→ **PROBLEM DESCRIPTION**:
Replace "drop a single marker" with "place one point" throughout the records below, and write them out again with everything else unchanged and the pictures left out.

→ **MATERIAL PROVIDED**:
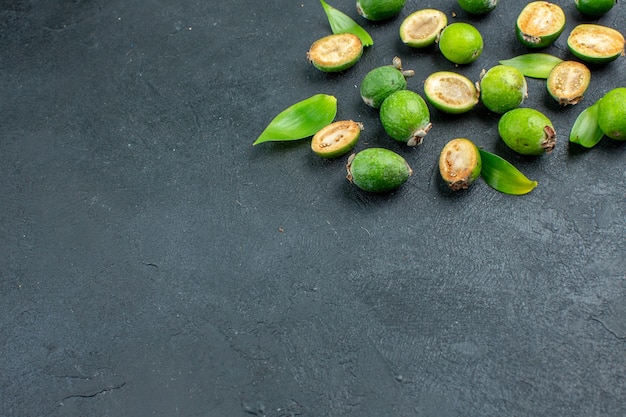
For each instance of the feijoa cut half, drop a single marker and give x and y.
(539, 24)
(459, 163)
(405, 117)
(450, 92)
(337, 52)
(595, 44)
(377, 170)
(421, 28)
(527, 131)
(381, 82)
(568, 82)
(336, 139)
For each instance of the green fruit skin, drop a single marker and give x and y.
(403, 113)
(594, 8)
(379, 9)
(378, 170)
(380, 83)
(612, 114)
(503, 88)
(522, 130)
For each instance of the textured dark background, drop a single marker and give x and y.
(154, 263)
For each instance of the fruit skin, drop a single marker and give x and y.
(336, 139)
(377, 170)
(381, 82)
(568, 82)
(478, 7)
(594, 8)
(609, 45)
(530, 25)
(421, 28)
(612, 114)
(527, 131)
(460, 163)
(347, 46)
(460, 43)
(503, 88)
(376, 10)
(405, 117)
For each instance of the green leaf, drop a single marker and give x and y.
(301, 120)
(586, 131)
(535, 65)
(342, 23)
(502, 176)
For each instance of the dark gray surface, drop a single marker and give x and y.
(154, 263)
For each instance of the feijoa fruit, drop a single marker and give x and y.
(527, 131)
(377, 170)
(459, 163)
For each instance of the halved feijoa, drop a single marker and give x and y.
(502, 88)
(405, 117)
(379, 9)
(539, 24)
(568, 82)
(335, 52)
(450, 92)
(527, 131)
(595, 44)
(459, 163)
(336, 139)
(377, 170)
(612, 113)
(381, 82)
(421, 28)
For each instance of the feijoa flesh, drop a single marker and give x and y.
(568, 82)
(539, 24)
(377, 170)
(595, 44)
(405, 117)
(381, 82)
(376, 10)
(612, 113)
(421, 28)
(459, 163)
(527, 131)
(337, 52)
(502, 88)
(450, 92)
(336, 139)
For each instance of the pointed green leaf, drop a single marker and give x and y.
(502, 176)
(535, 65)
(586, 131)
(301, 120)
(342, 23)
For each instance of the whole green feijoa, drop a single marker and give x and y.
(379, 9)
(502, 88)
(381, 82)
(612, 113)
(527, 131)
(377, 170)
(405, 117)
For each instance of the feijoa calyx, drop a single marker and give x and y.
(459, 163)
(568, 82)
(336, 139)
(450, 92)
(527, 131)
(539, 24)
(381, 82)
(377, 170)
(336, 52)
(595, 44)
(405, 117)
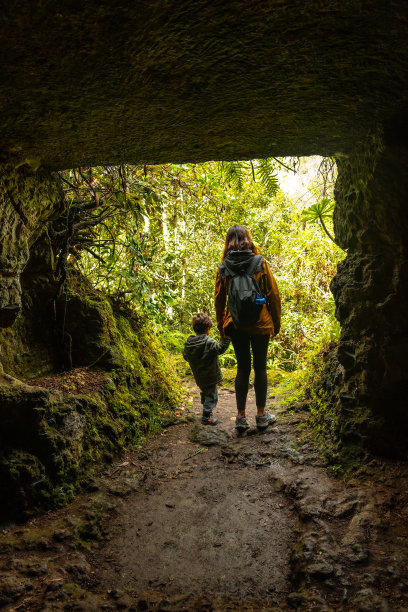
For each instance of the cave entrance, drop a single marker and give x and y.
(151, 237)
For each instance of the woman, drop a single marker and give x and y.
(238, 256)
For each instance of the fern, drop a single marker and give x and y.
(267, 175)
(235, 173)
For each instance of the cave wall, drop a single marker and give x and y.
(371, 294)
(151, 82)
(100, 82)
(27, 201)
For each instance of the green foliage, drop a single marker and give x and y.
(162, 234)
(318, 213)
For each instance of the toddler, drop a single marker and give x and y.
(201, 351)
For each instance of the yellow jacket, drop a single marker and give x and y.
(269, 320)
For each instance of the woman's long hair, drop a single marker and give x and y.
(239, 239)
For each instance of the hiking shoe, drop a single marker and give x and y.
(209, 421)
(262, 422)
(241, 424)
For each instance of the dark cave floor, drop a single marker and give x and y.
(200, 519)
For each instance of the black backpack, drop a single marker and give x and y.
(245, 300)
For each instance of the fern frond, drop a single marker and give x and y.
(234, 173)
(267, 175)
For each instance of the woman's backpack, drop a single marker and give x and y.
(245, 300)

→ **WORKED SOLUTION**:
For each instance of the feijoa cut half, place one point and give x and y.
(539, 24)
(459, 163)
(405, 117)
(450, 92)
(337, 52)
(595, 44)
(377, 170)
(421, 28)
(527, 131)
(381, 82)
(568, 82)
(336, 139)
For each instance of the green fruit skin, place one point and give x and y.
(403, 113)
(594, 8)
(379, 9)
(378, 170)
(380, 83)
(612, 114)
(503, 88)
(522, 130)
For each instance of the textured dark background, place one point and give x and y.
(154, 263)
For each instance of the fruit skin, place one point and give x and y.
(336, 139)
(377, 170)
(381, 82)
(568, 82)
(478, 7)
(594, 8)
(609, 45)
(530, 25)
(421, 28)
(612, 114)
(527, 131)
(460, 163)
(347, 46)
(460, 43)
(503, 88)
(376, 10)
(405, 117)
For each instance of the green leaf, place one point and give x and y.
(301, 120)
(586, 131)
(535, 65)
(342, 23)
(502, 176)
For each instance of the dark gray surface, place one point and give x and y.
(154, 263)
For each instance of the feijoa fruit, place one point and give x and y.
(527, 131)
(377, 170)
(459, 163)
For each instance of the halved feijoa, place one point and give x and y.
(502, 88)
(405, 117)
(379, 9)
(539, 24)
(568, 82)
(335, 52)
(450, 92)
(527, 131)
(595, 44)
(459, 163)
(336, 139)
(377, 170)
(612, 113)
(381, 82)
(421, 28)
For each instance of the feijoa flesh, place one point and give x and y.
(568, 82)
(539, 24)
(377, 170)
(595, 44)
(405, 117)
(381, 82)
(376, 10)
(612, 113)
(421, 28)
(459, 163)
(527, 131)
(337, 52)
(502, 88)
(450, 92)
(336, 139)
For each instance of the pointed green leaf, place one point and give x and y.
(502, 176)
(535, 65)
(586, 131)
(301, 120)
(342, 23)
For each instance of the whole green feijoa, place one point and give x and y.
(379, 9)
(502, 88)
(381, 82)
(612, 113)
(527, 131)
(377, 170)
(405, 117)
For each instance of the feijoa calyx, place one point and give x and y.
(459, 163)
(568, 82)
(336, 139)
(450, 92)
(527, 131)
(539, 24)
(381, 82)
(377, 170)
(336, 52)
(595, 44)
(405, 117)
For each instance of the cave entrance, place one point and give x and y.
(151, 237)
For each instance of the woman, place one point and give x and y.
(238, 256)
For each instance of the fern, place one point and give x and y.
(267, 175)
(235, 173)
For each instance of the cave wall, place one point and give x and y.
(371, 294)
(151, 82)
(100, 82)
(27, 201)
For each instance of the green foliage, place one point and give x and y.
(162, 234)
(318, 213)
For each instance of the toddler, place one point and give x and y.
(201, 351)
For each instance of the yellow jacket, place one point and give x and y.
(269, 320)
For each instance of the woman's long hair, place one point and give x and y.
(239, 239)
For each instance of the hiking shoe, place one point and give x and y.
(209, 421)
(262, 422)
(241, 424)
For each instance of the dark cave floor, place one point and give x and y.
(200, 519)
For each instance of the black backpack, place one point and give x and y.
(245, 300)
For each instance of the fern frond, place one point and give x and y.
(234, 173)
(267, 175)
For each instance of the woman's backpack, place one point and give x and y.
(245, 300)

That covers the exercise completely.